[Image point grounding data]
Segment Open

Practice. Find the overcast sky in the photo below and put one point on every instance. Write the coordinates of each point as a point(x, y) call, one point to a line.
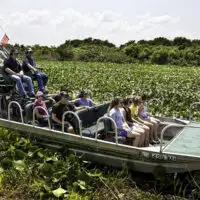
point(51, 22)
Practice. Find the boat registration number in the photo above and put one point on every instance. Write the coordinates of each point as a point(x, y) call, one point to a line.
point(158, 156)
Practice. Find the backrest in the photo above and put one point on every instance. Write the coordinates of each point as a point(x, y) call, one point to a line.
point(89, 116)
point(28, 112)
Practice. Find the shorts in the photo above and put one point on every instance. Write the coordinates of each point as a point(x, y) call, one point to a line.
point(144, 116)
point(123, 133)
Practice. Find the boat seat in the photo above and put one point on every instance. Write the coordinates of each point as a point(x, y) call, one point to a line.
point(90, 131)
point(29, 111)
point(89, 116)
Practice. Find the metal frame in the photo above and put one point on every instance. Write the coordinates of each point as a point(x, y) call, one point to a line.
point(63, 120)
point(48, 117)
point(169, 126)
point(157, 100)
point(115, 127)
point(20, 109)
point(190, 109)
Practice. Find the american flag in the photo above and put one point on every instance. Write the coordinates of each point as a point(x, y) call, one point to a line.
point(3, 37)
point(4, 40)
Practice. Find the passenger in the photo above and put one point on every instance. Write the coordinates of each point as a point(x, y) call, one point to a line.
point(134, 113)
point(41, 115)
point(83, 100)
point(30, 69)
point(59, 109)
point(14, 71)
point(123, 128)
point(144, 116)
point(147, 120)
point(144, 103)
point(141, 129)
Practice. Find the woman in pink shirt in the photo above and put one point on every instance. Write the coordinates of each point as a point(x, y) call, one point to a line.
point(40, 113)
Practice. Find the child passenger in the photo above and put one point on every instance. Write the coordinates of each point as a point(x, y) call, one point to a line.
point(147, 119)
point(122, 127)
point(41, 115)
point(141, 129)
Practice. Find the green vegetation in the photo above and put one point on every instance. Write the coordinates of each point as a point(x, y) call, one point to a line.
point(179, 51)
point(177, 87)
point(30, 172)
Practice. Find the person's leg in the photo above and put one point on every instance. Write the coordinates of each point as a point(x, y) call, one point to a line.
point(135, 135)
point(147, 131)
point(29, 82)
point(44, 78)
point(38, 77)
point(155, 126)
point(142, 135)
point(151, 130)
point(18, 81)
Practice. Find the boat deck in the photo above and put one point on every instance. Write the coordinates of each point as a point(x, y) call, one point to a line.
point(186, 143)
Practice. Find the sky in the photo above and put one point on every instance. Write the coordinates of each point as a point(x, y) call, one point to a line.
point(52, 22)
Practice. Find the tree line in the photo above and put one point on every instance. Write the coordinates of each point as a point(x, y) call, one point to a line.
point(162, 51)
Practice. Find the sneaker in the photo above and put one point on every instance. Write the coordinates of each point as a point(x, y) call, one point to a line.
point(32, 95)
point(25, 96)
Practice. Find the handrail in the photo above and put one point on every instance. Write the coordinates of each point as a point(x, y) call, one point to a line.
point(77, 117)
point(190, 110)
point(20, 109)
point(107, 93)
point(155, 99)
point(34, 111)
point(115, 127)
point(169, 126)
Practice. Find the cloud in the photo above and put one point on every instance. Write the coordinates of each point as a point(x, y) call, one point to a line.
point(49, 28)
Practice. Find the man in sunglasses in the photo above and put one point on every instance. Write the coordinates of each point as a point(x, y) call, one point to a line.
point(13, 69)
point(58, 110)
point(30, 69)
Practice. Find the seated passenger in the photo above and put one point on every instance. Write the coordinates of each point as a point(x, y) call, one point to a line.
point(134, 113)
point(122, 127)
point(41, 115)
point(142, 130)
point(83, 100)
point(144, 103)
point(30, 69)
point(147, 120)
point(14, 71)
point(58, 110)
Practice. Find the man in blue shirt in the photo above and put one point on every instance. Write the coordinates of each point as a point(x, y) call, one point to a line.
point(14, 71)
point(30, 69)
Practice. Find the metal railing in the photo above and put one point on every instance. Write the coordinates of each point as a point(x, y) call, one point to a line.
point(113, 122)
point(157, 100)
point(190, 109)
point(20, 110)
point(48, 117)
point(63, 121)
point(107, 94)
point(170, 126)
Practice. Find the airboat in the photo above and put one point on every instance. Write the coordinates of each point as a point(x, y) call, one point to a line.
point(97, 140)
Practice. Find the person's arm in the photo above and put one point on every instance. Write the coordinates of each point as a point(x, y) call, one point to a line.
point(54, 117)
point(11, 72)
point(39, 116)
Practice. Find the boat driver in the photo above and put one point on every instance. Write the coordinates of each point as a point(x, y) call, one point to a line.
point(13, 69)
point(58, 110)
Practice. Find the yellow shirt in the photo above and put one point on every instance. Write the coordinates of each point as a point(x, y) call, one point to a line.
point(134, 111)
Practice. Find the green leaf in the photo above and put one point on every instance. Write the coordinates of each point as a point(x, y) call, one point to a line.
point(19, 165)
point(1, 170)
point(59, 192)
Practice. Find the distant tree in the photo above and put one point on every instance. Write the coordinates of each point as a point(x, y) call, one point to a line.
point(159, 57)
point(161, 41)
point(131, 42)
point(178, 41)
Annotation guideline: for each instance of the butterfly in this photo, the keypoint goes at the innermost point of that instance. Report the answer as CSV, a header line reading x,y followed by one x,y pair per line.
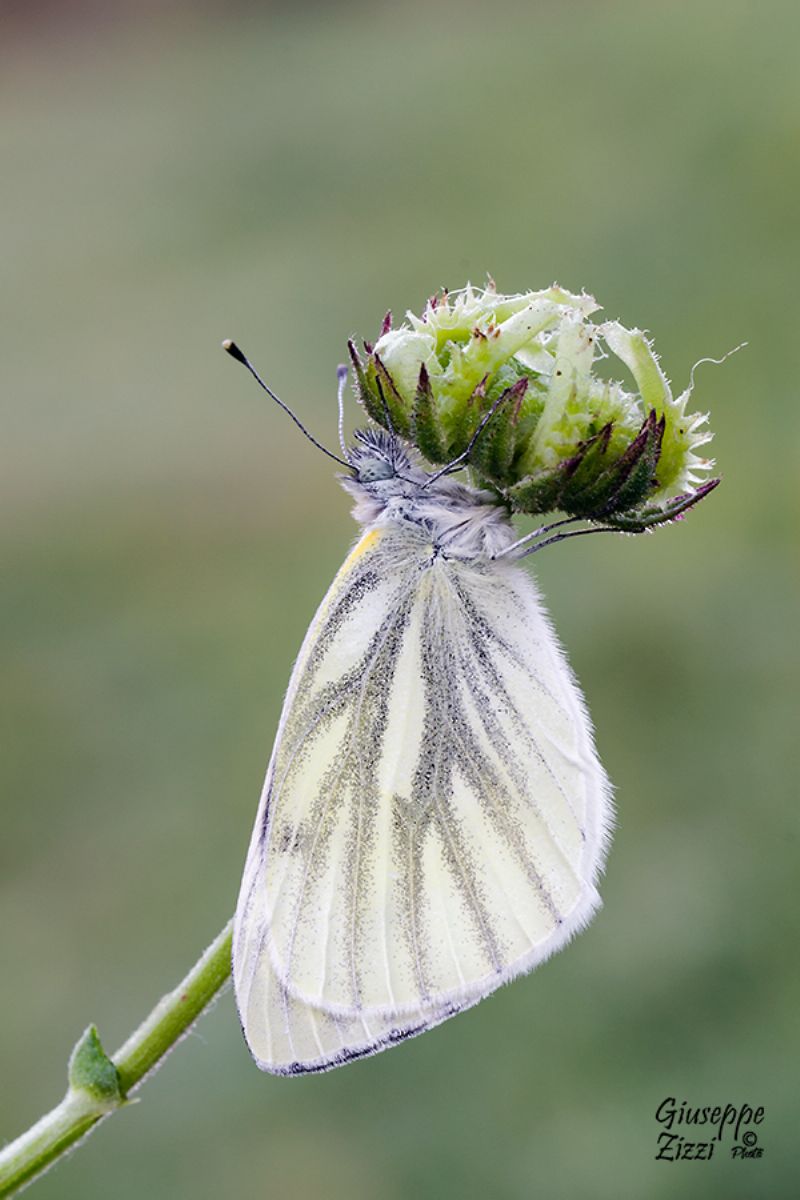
x,y
434,815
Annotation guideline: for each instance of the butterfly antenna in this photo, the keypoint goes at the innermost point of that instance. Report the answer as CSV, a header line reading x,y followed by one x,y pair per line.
x,y
235,353
573,533
341,379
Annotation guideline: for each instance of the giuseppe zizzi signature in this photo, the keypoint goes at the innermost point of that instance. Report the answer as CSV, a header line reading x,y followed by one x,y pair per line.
x,y
696,1133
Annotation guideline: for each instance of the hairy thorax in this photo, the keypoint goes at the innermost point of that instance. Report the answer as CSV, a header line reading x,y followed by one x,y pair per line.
x,y
461,521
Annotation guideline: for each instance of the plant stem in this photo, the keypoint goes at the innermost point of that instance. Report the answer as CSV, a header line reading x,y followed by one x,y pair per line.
x,y
98,1085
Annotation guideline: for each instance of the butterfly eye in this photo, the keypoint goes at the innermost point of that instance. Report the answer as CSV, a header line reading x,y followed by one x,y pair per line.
x,y
373,469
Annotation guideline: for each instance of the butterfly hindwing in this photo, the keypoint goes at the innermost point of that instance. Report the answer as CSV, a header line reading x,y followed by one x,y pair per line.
x,y
434,814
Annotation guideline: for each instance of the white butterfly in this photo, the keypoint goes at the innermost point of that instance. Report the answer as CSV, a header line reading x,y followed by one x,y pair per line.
x,y
434,816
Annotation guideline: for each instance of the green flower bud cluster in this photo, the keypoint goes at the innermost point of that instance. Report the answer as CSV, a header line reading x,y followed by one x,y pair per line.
x,y
509,382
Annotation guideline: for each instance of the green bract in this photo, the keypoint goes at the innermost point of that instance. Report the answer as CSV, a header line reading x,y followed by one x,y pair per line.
x,y
558,436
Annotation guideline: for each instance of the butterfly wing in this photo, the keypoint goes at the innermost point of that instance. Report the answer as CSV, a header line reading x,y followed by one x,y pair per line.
x,y
434,815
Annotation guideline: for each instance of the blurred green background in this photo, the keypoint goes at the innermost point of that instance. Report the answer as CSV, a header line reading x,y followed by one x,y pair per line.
x,y
283,174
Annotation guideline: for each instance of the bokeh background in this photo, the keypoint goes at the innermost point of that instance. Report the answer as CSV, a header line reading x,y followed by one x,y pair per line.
x,y
173,174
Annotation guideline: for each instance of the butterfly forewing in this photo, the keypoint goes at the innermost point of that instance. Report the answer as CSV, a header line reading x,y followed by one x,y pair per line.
x,y
434,813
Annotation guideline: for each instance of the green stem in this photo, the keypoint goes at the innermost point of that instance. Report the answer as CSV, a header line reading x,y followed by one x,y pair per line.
x,y
100,1085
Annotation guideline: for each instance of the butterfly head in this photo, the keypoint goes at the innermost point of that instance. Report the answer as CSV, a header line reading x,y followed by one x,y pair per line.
x,y
377,457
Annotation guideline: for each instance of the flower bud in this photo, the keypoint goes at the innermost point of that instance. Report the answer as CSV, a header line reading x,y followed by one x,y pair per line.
x,y
559,436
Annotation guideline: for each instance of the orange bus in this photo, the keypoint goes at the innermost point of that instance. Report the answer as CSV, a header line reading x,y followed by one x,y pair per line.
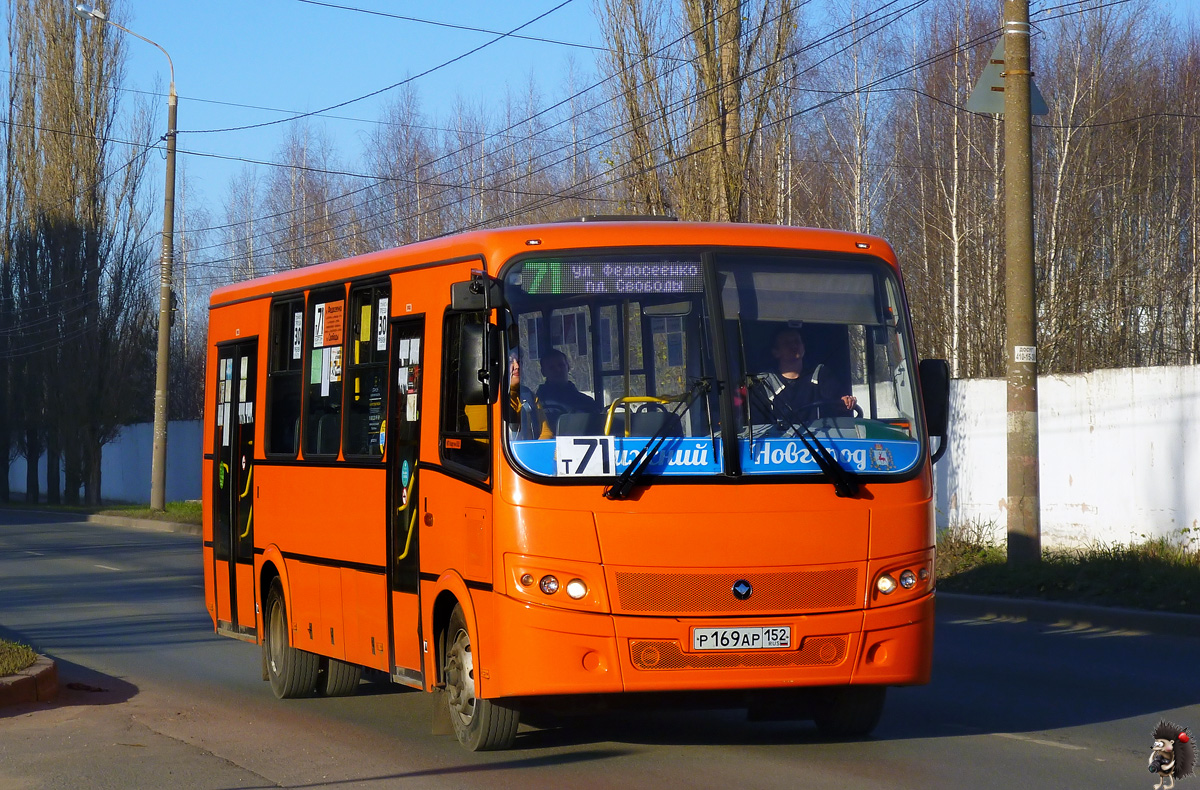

Segment Closed

The answer must consist solely of the lines from the one with "the butterfly forewing" through the final line of the data, each reproduced exactly and with pictures omitted.

Annotation guideline: for each instance of the butterfly forewing in this photo, the keypoint goes at the innermost point of that instance. Report the answer as CSV, a header line reading x,y followed by one x,y pair per line.
x,y
434,813
Annotation guideline: for each instance of the green stem in this photo, the keypoint goes at the innermost point of that instance. Report the answer as CSV, a header line reading x,y followed by one x,y pair per line.
x,y
100,1085
Annotation guideline: for each instance of the butterfly head in this photo, the keypoint goes at the innermost point of that instance. Report the answer as CSV, a header line reading x,y followed by one x,y pair per line.
x,y
377,457
Annotation guideline: for each instance of the flower bud in this photo, the keypoint goes at the innermost point of that instance. Report the answer as CSV, a header line reading x,y followed by one x,y pair per line.
x,y
559,436
Annotation guideline: for each instance of the orange bus in this photo, the keypoint goes at the innermost point of that instance. Report the answer as CSV, a header line reading x,y followed by one x,y pair per line.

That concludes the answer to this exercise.